§ **Problem to solve**: Repeat exactly the lines below that lie between the line with "Query: white trim" and the line with "tag the car door, one point per instance.", counting both of those lines as part of the answer.
Source data below:
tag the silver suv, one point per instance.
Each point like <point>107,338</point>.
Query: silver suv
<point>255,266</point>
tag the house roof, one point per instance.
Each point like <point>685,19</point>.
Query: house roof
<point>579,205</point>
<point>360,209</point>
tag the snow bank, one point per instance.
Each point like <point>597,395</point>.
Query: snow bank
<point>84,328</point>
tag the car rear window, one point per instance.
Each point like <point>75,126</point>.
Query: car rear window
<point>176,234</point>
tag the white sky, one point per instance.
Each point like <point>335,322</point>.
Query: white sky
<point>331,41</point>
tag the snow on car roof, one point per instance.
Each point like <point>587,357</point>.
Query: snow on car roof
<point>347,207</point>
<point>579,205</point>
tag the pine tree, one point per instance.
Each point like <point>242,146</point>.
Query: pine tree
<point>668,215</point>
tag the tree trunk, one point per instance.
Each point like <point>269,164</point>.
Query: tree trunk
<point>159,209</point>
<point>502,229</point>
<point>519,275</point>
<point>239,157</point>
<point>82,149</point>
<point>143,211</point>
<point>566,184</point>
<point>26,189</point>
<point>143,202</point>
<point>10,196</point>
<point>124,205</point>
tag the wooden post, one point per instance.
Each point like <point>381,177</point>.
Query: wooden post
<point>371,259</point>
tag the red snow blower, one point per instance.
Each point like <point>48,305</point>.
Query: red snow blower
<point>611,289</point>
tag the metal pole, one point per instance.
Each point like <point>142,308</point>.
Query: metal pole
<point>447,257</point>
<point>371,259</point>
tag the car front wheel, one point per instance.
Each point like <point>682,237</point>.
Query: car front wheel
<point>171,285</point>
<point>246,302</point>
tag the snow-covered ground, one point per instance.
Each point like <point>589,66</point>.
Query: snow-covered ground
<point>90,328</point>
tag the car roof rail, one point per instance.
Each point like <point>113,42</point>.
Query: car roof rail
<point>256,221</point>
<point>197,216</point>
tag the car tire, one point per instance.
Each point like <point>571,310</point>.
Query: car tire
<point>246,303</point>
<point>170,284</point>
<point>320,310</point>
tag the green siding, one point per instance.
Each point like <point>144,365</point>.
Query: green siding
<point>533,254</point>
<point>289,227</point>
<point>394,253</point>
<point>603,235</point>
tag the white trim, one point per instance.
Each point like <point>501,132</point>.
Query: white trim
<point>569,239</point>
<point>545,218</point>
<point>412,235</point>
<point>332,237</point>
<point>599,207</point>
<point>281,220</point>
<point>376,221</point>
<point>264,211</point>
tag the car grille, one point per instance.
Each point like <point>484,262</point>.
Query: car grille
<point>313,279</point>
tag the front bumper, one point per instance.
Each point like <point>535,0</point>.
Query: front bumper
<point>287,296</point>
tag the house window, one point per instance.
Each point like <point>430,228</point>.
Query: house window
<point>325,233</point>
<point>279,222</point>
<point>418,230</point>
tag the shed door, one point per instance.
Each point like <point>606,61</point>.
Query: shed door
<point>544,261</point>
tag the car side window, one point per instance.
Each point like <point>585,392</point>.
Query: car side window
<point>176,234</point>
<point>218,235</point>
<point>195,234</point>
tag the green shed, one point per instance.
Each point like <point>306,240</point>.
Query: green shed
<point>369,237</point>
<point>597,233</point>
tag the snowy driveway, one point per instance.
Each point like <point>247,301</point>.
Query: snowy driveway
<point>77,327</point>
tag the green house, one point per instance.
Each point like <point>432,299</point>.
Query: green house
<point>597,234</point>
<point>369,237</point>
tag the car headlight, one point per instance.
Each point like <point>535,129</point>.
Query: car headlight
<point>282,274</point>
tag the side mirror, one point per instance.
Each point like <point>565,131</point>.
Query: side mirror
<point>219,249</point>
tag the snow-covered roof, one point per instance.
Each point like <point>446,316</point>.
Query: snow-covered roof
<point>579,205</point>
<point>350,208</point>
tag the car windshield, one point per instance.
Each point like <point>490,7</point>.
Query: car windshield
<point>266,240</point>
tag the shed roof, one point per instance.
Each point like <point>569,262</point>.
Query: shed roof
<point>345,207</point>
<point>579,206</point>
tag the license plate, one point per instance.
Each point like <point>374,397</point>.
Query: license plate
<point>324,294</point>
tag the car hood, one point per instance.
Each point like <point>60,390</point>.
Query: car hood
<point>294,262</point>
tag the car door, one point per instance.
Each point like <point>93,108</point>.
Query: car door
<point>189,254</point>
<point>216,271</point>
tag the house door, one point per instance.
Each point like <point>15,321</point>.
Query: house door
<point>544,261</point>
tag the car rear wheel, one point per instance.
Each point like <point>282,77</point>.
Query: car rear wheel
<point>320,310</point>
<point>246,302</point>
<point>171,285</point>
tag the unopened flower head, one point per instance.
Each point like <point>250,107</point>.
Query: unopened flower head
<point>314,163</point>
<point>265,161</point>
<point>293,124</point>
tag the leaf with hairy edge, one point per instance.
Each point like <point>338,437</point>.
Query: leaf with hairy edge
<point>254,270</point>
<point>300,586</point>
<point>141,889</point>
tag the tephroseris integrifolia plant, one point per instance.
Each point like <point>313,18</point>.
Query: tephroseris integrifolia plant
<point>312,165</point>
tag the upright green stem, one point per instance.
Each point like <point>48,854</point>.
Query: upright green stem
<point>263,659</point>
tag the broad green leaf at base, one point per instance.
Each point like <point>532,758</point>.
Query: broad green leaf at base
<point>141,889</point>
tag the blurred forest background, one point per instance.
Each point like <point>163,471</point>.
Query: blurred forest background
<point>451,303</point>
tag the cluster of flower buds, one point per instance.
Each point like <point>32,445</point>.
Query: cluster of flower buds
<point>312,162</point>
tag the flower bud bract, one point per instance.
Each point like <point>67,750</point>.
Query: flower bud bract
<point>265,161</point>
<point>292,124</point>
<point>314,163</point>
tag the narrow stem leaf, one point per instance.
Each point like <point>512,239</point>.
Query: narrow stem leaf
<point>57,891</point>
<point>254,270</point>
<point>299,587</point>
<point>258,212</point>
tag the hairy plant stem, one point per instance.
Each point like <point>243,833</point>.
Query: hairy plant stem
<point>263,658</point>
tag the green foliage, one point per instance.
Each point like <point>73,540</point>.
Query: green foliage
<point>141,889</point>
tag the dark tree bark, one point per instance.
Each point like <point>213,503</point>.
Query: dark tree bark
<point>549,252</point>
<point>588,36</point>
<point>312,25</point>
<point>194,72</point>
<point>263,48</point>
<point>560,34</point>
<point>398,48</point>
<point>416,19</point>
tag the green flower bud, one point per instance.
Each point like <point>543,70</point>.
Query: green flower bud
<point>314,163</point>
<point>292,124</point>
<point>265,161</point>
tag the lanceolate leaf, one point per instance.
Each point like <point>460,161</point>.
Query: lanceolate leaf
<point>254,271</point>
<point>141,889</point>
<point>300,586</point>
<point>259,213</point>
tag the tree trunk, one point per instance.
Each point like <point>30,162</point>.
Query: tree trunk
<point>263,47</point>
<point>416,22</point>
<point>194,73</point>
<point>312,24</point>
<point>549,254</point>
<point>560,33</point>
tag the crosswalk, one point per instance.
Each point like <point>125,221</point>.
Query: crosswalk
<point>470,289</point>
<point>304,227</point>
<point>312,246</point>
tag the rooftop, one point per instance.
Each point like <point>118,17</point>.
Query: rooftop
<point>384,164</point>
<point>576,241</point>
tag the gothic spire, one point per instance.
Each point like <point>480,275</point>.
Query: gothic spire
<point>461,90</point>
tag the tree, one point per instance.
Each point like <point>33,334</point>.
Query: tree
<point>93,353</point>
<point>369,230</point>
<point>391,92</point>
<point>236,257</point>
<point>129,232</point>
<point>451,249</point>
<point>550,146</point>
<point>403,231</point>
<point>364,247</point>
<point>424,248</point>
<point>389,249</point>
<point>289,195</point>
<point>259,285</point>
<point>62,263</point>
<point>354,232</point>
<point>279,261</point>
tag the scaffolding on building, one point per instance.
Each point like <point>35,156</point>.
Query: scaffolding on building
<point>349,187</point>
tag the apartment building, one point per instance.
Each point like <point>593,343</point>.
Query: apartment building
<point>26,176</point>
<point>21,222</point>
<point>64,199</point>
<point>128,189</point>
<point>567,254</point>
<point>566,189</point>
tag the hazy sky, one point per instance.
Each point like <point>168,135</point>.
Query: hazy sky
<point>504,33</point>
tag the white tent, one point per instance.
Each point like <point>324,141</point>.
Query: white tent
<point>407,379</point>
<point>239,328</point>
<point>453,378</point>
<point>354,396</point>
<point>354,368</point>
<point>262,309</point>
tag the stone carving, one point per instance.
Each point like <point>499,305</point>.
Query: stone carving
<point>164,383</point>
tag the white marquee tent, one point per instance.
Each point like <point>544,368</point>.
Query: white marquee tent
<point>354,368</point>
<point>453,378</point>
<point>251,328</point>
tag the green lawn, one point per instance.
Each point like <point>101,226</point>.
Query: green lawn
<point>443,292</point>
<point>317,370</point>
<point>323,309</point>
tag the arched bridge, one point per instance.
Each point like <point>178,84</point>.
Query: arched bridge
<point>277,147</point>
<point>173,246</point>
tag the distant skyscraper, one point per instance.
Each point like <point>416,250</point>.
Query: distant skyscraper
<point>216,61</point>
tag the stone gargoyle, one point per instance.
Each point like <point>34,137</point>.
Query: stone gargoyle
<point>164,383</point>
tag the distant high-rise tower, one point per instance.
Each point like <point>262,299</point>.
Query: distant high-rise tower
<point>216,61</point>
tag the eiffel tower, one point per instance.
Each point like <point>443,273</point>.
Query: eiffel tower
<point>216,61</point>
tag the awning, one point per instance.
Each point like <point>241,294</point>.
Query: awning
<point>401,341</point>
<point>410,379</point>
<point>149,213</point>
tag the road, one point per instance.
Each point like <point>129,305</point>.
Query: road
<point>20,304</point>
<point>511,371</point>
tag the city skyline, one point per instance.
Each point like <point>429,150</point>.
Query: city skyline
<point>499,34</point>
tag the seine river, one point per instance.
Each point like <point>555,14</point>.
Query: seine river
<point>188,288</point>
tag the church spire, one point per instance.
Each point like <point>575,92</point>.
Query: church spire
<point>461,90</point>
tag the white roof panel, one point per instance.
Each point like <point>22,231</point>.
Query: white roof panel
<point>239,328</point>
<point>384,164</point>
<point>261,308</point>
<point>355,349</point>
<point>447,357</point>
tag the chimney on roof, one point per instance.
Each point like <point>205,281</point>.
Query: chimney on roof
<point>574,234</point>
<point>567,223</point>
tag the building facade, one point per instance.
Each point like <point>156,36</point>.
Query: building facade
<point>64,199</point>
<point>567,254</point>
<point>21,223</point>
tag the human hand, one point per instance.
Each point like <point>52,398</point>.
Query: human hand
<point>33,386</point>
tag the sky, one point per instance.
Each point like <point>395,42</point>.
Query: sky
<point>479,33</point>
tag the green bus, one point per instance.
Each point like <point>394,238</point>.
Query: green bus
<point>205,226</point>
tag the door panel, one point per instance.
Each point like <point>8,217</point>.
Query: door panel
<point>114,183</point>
End of Source data.
§ **Completed task**:
Query: white trim
<point>569,239</point>
<point>545,218</point>
<point>412,235</point>
<point>332,237</point>
<point>599,207</point>
<point>281,220</point>
<point>376,221</point>
<point>264,211</point>
tag the car grille, one point per instance.
Each point like <point>484,262</point>.
Query: car grille
<point>313,279</point>
tag the front bumper, one point per instance.
Each point like <point>535,0</point>.
Query: front bumper
<point>287,296</point>
tag the house window, one point per instance.
Each point like <point>430,228</point>.
Query: house window
<point>325,233</point>
<point>279,222</point>
<point>418,230</point>
tag the shed door, one point per instance.
Each point like <point>606,61</point>.
Query: shed door
<point>544,261</point>
tag the car side window, one point per instance.
Each point like <point>585,392</point>.
Query: car side window
<point>176,234</point>
<point>218,235</point>
<point>195,234</point>
tag the green shed, one point per instance.
Each point like <point>306,240</point>.
Query: green shed
<point>369,237</point>
<point>597,233</point>
tag the snowy driveway, one point per instance.
Each point like <point>247,301</point>.
Query: snowy driveway
<point>77,327</point>
tag the green house, one point per instance.
Each point like <point>432,299</point>.
Query: green house
<point>597,234</point>
<point>369,237</point>
tag the car headlight, one point per instance.
Each point like <point>535,129</point>.
Query: car headlight
<point>282,274</point>
tag the side mirror, one point per instance.
Each point like <point>565,131</point>.
Query: side mirror
<point>219,249</point>
tag the snow-covered roof, one point per instance.
Each point like <point>446,316</point>.
Query: snow-covered roof
<point>579,205</point>
<point>350,208</point>
tag the car windshield, one point per instance.
Each point like <point>490,7</point>.
Query: car windshield
<point>266,240</point>
tag the shed roof, one point per instance.
Each point like <point>569,262</point>.
Query: shed roof
<point>345,207</point>
<point>579,206</point>
tag the license plate, one point per instance.
Each point like <point>374,397</point>.
Query: license plate
<point>324,294</point>
tag the car hood, one point per instance.
Each point like <point>60,390</point>.
Query: car hood
<point>294,262</point>
tag the car door, one point per instance.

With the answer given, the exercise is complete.